*Source extract:*
▽

Re: [PATCH 01/10] mm: control memory placement by nodemask for two tier main memory

From: Dan Williams
Date: Sat Mar 23 2019 - 13:21:46 EST


On Fri, Mar 22, 2019 at 9:45 PM Yang Shi <yang.shi@xxxxxxxxxxxxxxxxx> wrote:
>
> When running applications on the machine with NVDIMM as NUMA node, the
> memory allocation may end up on NVDIMM node. This may result in silent
> performance degradation and regression due to the difference of hardware
> property.
>
> DRAM first should be obeyed to prevent from surprising regression. Any
> non-DRAM nodes should be excluded from default allocation. Use nodemask
> to control the memory placement. Introduce def_alloc_nodemask which has
> DRAM nodes set only. Any non-DRAM allocation should be specified by
> NUMA policy explicitly.

△

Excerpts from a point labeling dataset
▽

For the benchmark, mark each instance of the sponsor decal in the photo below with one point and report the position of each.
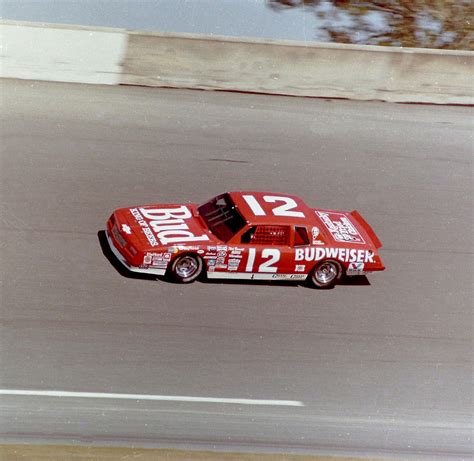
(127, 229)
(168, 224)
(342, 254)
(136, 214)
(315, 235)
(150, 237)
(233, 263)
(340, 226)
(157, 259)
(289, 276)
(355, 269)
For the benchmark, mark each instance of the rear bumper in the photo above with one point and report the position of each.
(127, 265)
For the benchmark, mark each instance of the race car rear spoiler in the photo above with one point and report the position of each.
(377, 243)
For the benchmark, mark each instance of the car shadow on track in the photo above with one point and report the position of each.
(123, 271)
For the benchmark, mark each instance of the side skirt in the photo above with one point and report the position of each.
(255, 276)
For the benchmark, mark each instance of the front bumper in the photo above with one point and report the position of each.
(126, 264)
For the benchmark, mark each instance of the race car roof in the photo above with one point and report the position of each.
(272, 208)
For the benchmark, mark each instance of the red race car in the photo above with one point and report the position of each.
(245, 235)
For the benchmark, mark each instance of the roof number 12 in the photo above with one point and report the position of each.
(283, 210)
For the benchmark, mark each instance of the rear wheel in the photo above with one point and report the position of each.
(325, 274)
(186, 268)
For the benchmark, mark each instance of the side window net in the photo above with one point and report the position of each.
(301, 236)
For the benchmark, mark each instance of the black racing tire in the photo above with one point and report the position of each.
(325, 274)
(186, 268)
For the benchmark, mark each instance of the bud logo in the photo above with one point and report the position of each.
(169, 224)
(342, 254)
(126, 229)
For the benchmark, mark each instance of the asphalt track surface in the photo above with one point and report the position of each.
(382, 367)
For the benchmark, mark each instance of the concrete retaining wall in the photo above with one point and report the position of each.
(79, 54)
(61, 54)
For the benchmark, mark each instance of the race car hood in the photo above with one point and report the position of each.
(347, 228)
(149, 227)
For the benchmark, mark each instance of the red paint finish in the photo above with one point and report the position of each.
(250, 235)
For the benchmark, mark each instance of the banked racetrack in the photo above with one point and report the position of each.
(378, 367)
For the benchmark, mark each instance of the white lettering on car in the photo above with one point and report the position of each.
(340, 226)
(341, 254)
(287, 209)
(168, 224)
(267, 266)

△

*Required tasks:*
a. In the memory placement patch reply, replace "NVDIMM" with "PMEM" in the passage starting at "On Fri, Mar" and ending at "NUMA policy explicitly.", and write out that passage.
b. Write the next part of the memory placement patch reply, picking up after its last line.

*Responses to the exercise:*
a.
On Fri, Mar 22, 2019 at 9:45 PM Yang Shi <yang.shi@xxxxxxxxxxxxxxxxx> wrote:
>
> When running applications on the machine with PMEM as NUMA node, the
> memory allocation may end up on PMEM node. This may result in silent
> performance degradation and regression due to the difference of hardware
> property.
>
> DRAM first should be obeyed to prevent from surprising regression. Any
> non-DRAM nodes should be excluded from default allocation. Use nodemask
> to control the memory placement. Introduce def_alloc_nodemask which has
> DRAM nodes set only. Any non-DRAM allocation should be specified by
> NUMA policy explicitly.

b.
>
> In the future we may be able to extract the memory charasteristics from
> HMAT or other source to build up the default allocation nodemask.
> However, just distinguish DRAM and PMEM (non-DRAM) nodes by SRAT flag
> for the time being.
>
> Signed-off-by: Yang Shi <yang.shi@xxxxxxxxxxxxxxxxx>
> ---
> arch/x86/mm/numa.c | 1 +
> drivers/acpi/numa.c | 8 ++++++++
> include/linux/mmzone.h | 3 +++
> mm/page_alloc.c | 18 ++++++++++++++++--
> 4 files changed, 28 insertions(+), 2 deletions(-)
>
> diff --git a/arch/x86/mm/numa.c b/arch/x86/mm/numa.c
> index dfb6c4d..d9e0ca4 100644
> --- a/arch/x86/mm/numa.c
> +++ b/arch/x86/mm/numa.c
> @@ -626,6 +626,7 @@ static int __init numa_init(int (*init_func)(void))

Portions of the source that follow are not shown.